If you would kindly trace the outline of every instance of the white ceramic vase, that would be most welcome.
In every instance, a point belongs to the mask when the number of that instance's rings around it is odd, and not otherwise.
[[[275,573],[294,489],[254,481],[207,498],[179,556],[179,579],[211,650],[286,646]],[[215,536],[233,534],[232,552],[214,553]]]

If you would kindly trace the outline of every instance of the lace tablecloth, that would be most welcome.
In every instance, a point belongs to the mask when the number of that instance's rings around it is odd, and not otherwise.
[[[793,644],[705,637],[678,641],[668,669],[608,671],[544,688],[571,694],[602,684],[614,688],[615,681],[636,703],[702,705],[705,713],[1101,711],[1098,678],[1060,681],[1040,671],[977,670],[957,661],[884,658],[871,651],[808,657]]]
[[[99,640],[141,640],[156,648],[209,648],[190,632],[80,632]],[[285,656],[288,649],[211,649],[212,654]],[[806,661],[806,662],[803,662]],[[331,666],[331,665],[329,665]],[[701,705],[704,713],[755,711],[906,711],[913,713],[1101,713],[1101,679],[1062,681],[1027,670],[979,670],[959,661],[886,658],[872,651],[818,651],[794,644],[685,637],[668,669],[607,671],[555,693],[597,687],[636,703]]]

---

What you should do → Could you rewrite the rows above with every "mask" changed to "region" and nothing else altered?

Problem solution →
If you would kindly trace the outline of every instance of the white ceramic vase, that would be most welcome.
In every instance, a point belongs to the region when the number of that instance's rings around it is odd, and not otherwise.
[[[275,573],[294,489],[254,481],[207,498],[179,556],[179,579],[211,650],[286,646]],[[215,536],[233,534],[232,552],[214,553]]]

If you would kindly trace the outline of every instance of the lace tablecloth, that would be most welcome.
In every instance, a point belongs to the region when the number of that instance's rings around it is odd, and not otherwise.
[[[793,644],[705,637],[678,641],[668,669],[608,671],[544,688],[571,694],[602,684],[614,688],[615,681],[636,703],[702,705],[705,713],[1101,711],[1098,678],[1060,681],[1040,671],[977,670],[957,661],[884,658],[871,651],[808,657]]]
[[[99,640],[141,640],[156,648],[209,648],[190,632],[80,632]],[[285,656],[288,649],[211,649],[212,654]],[[806,661],[806,662],[803,662]],[[331,666],[331,665],[329,665]],[[701,705],[704,713],[755,711],[906,711],[913,713],[1101,713],[1101,679],[1062,681],[1027,670],[979,670],[959,661],[886,658],[872,651],[818,651],[794,644],[685,637],[668,669],[607,671],[555,693],[597,687],[636,703]]]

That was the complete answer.